• [TASK] Reproduce every line of the material from the line with "Can you find the panda's black" up to and including the line with "<point>383,346</point>". Add 123 to each coordinate of the answer points, leaving the sample points in the surrounding wording unchanged.

# # #

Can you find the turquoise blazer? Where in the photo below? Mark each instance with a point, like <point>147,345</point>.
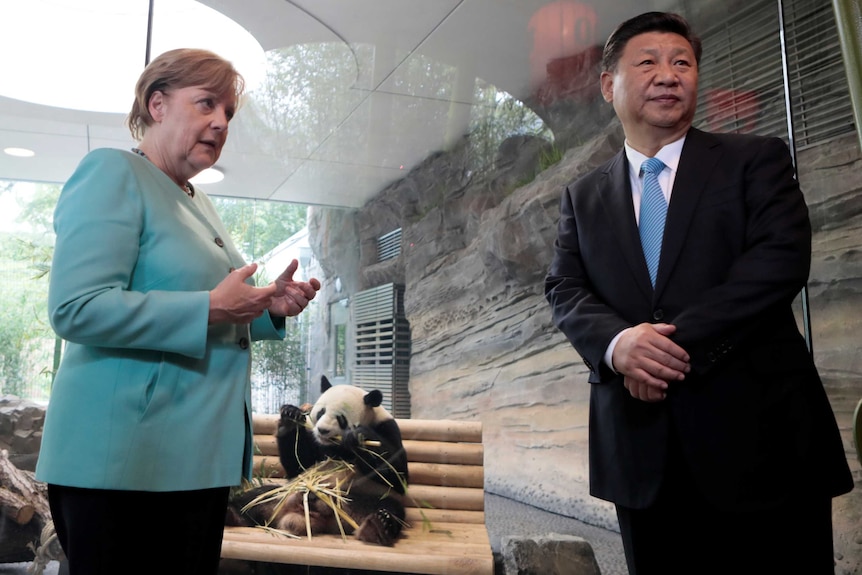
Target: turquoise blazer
<point>148,396</point>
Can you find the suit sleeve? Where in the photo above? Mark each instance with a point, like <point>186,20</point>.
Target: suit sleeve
<point>99,220</point>
<point>772,265</point>
<point>583,317</point>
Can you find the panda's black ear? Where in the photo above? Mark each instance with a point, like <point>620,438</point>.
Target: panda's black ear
<point>373,398</point>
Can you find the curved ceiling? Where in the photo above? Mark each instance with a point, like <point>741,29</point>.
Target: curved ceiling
<point>375,86</point>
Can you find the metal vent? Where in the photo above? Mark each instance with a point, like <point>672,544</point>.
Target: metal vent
<point>389,245</point>
<point>383,346</point>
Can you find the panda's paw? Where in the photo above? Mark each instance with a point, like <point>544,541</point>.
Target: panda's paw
<point>292,416</point>
<point>351,440</point>
<point>380,528</point>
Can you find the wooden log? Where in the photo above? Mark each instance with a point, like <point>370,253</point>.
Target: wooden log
<point>420,429</point>
<point>23,483</point>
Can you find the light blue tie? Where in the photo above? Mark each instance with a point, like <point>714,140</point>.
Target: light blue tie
<point>652,216</point>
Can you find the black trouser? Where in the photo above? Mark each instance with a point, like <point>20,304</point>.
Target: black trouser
<point>683,534</point>
<point>105,532</point>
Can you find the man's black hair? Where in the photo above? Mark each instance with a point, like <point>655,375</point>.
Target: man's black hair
<point>647,22</point>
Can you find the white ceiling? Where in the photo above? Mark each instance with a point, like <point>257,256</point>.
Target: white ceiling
<point>369,133</point>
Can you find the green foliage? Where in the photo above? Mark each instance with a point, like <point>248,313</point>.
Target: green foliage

# # #

• [WORKED SOLUTION]
Can you find the panda's black ear? Where in the photo above? Mark each instance with a point, like <point>620,438</point>.
Target: panda's black ear
<point>496,521</point>
Can you find the curved ceiling? Where in the photo above? Mark each instance with a point, like <point>741,29</point>.
Target: curved ceiling
<point>498,209</point>
Can you find the metal vent? Where in the photo above? Mark each instance with a point, like <point>672,544</point>.
Target: metal vent
<point>512,368</point>
<point>506,469</point>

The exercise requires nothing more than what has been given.